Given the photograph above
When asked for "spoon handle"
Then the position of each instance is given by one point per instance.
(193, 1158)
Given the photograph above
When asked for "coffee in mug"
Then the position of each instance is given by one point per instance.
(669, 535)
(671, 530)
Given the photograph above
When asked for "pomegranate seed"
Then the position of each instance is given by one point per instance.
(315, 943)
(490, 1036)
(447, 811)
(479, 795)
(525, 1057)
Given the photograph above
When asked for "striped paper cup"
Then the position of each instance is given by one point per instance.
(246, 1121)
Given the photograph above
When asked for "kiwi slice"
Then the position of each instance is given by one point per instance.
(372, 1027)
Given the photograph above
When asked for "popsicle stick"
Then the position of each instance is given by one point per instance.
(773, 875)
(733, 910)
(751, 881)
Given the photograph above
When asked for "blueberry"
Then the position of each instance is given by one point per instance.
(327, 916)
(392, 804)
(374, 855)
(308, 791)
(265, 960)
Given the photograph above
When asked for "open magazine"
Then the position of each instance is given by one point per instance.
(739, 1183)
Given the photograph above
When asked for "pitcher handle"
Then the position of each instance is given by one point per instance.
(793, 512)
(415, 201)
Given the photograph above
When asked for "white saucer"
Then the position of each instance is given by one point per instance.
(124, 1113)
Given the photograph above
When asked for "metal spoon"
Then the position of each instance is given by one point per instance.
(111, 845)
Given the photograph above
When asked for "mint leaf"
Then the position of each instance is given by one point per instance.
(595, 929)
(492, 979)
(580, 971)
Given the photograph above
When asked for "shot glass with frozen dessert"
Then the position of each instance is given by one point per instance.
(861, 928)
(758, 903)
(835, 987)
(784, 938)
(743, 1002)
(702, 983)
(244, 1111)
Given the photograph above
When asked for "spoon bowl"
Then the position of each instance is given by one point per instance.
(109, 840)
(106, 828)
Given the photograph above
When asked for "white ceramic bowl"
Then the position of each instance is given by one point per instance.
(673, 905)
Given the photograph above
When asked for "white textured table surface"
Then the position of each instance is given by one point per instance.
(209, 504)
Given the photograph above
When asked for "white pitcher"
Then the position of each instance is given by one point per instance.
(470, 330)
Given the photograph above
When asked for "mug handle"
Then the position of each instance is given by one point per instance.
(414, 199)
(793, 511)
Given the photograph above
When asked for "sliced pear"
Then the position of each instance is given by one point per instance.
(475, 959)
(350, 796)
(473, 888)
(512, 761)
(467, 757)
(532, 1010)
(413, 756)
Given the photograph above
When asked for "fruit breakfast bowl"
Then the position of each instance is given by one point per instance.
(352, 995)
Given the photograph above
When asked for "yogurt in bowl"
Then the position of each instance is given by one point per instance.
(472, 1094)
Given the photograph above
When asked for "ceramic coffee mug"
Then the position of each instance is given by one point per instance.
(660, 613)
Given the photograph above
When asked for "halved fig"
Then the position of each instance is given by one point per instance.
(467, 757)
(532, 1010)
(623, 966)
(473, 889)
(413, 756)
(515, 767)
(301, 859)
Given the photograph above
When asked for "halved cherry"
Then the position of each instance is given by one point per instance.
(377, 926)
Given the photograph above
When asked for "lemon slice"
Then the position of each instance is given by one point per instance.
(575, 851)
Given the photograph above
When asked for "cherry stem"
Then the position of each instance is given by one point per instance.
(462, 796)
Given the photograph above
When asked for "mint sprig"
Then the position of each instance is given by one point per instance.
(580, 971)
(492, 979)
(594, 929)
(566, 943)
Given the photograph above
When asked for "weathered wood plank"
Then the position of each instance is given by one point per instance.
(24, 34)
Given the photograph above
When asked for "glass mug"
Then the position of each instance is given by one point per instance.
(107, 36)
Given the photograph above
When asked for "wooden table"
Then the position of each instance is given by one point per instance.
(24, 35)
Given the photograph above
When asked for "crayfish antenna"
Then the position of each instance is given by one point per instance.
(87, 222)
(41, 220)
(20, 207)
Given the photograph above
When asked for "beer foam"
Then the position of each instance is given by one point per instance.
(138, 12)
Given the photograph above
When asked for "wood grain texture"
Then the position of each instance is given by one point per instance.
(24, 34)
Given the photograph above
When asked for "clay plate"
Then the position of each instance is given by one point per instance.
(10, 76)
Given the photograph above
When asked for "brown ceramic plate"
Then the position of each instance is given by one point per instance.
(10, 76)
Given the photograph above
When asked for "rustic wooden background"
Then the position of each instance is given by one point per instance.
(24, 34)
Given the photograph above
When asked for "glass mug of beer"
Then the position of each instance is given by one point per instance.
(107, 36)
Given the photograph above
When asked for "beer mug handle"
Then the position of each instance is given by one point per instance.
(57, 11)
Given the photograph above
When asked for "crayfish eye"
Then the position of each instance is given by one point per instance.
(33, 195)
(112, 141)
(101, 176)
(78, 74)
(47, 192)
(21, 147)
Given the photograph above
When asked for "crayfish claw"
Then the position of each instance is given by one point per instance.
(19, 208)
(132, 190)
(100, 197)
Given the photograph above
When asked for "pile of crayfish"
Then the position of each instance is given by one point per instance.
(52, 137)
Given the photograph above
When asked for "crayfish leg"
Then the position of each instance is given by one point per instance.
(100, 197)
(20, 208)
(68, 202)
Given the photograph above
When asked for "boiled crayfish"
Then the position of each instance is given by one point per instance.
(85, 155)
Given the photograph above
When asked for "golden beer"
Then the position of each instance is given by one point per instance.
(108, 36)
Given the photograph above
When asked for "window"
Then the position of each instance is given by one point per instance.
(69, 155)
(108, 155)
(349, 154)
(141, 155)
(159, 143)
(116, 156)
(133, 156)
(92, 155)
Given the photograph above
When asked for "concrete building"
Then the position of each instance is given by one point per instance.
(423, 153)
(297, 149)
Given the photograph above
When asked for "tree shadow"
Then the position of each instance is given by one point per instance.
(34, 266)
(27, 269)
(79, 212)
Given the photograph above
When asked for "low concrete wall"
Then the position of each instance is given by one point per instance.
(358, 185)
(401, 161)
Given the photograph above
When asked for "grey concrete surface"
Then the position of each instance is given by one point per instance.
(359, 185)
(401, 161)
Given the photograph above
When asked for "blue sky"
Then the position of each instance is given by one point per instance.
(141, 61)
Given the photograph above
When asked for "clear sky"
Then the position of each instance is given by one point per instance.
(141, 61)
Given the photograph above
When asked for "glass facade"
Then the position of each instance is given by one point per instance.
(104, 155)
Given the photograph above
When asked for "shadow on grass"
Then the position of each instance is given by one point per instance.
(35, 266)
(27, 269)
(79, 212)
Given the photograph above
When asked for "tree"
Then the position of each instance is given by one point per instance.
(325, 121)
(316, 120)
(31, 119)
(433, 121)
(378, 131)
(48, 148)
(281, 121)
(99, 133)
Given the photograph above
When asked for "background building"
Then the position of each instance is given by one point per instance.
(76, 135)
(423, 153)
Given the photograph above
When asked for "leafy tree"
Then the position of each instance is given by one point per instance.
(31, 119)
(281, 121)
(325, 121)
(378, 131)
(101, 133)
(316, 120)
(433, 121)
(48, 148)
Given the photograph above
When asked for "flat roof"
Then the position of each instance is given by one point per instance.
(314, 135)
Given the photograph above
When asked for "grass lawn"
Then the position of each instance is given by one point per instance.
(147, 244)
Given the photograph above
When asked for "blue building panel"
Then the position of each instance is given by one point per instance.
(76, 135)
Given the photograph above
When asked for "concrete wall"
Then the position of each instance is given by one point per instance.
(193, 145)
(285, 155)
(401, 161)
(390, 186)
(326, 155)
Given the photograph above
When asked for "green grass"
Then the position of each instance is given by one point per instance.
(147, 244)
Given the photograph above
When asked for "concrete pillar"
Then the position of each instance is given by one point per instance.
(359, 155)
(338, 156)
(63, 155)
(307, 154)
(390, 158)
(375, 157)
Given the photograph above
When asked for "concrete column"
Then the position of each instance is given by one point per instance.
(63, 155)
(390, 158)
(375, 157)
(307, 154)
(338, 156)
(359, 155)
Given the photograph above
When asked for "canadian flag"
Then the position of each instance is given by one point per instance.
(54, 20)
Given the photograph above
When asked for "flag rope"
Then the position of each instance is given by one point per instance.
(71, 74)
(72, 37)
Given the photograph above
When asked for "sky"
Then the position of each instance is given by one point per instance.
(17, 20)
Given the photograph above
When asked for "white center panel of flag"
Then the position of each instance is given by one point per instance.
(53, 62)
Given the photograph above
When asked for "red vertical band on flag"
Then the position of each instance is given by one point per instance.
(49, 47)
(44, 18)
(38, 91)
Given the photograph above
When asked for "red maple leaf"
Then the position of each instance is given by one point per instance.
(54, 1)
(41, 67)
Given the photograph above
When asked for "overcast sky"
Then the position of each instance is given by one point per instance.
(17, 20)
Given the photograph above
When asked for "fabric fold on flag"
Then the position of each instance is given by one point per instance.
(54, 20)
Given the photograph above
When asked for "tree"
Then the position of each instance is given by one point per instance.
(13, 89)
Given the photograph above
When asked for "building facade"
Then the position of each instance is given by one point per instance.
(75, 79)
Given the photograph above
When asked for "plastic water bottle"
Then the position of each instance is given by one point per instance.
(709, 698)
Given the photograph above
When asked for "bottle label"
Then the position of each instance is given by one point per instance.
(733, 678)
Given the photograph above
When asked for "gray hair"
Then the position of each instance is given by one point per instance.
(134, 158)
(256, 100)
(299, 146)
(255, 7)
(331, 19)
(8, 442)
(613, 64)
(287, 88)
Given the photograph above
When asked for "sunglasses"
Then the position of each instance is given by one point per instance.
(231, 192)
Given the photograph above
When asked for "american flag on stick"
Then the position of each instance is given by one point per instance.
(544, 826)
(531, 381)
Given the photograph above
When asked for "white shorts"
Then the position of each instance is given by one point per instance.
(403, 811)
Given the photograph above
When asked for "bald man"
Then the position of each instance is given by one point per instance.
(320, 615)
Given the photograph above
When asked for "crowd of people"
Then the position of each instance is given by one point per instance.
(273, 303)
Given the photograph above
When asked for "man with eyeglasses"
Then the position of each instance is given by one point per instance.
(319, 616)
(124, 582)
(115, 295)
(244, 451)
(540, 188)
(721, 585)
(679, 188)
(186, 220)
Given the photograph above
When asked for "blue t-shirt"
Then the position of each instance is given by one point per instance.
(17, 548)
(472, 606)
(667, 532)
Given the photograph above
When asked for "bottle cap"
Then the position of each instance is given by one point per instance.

━━━━━━━━━━━━━━━━

List each line of the items above that contains the word "plate".

**Finished answer:**
When asked for "clay plate"
When asked for "brown ceramic plate"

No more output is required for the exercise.